-- START Supplied entries --

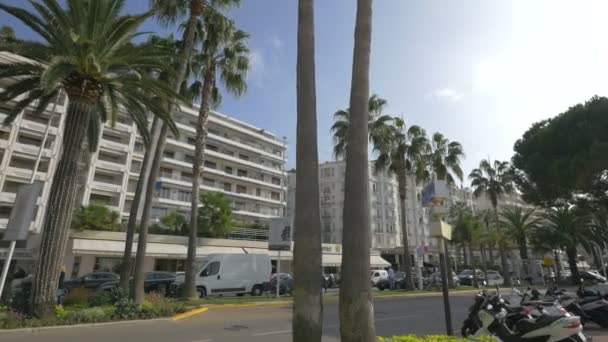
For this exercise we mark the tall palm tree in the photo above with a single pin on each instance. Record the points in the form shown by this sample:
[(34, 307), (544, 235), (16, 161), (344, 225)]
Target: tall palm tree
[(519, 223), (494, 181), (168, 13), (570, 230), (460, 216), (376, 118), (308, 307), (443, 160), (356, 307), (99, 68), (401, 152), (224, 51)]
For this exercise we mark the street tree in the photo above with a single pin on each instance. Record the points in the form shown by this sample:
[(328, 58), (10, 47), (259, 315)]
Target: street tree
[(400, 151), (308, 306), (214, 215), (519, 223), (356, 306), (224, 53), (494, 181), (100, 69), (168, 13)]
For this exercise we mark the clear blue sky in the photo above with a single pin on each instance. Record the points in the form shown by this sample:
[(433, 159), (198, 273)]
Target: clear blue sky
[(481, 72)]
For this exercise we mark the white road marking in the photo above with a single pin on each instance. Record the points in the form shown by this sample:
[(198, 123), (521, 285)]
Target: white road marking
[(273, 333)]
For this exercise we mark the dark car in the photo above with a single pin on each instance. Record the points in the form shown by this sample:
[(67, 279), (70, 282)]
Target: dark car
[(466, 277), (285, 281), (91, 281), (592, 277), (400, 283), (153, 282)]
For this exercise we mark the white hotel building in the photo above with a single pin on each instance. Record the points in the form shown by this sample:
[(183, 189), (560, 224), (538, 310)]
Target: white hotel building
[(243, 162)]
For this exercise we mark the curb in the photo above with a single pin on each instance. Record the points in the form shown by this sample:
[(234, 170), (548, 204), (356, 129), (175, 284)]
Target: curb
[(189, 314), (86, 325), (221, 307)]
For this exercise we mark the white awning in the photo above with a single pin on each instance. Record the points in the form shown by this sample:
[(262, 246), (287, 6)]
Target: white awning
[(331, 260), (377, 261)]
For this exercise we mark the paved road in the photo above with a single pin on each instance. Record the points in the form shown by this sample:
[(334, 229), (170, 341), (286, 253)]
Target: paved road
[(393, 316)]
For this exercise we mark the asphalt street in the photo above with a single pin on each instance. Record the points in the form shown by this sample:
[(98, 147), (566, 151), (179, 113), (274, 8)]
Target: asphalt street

-- END Supplied entries --

Stated exercise
Output the lines of the rows, from the start through the line containing "69), (168, 13)]", as a Markdown table with a No. column giving each line's number in order and a Text column holding the line. Skip blank lines and leave out the pictures.

Correct answer
| No. | Text |
|---|---|
| 1 | For this exercise we mark the tall palm tree in the photo above with a single pin on each instance. Record the points in the form shown by this sample: |
| 2 | [(34, 307), (544, 235), (16, 161), (344, 225)] |
| 3 | Target: tall palm tree |
| 4 | [(519, 223), (494, 181), (168, 13), (570, 230), (460, 216), (376, 118), (308, 307), (443, 160), (356, 307), (99, 68), (401, 152), (224, 51)] |
| 5 | For this exercise we mark the street tree in the photo above with a single pin on each instance. Record the points in the form shown by this sample: |
| 6 | [(328, 58), (10, 47), (259, 315)] |
| 7 | Target: street tree |
| 8 | [(400, 151), (308, 306), (214, 215), (519, 223), (356, 306), (224, 53), (494, 181), (100, 69), (168, 13)] |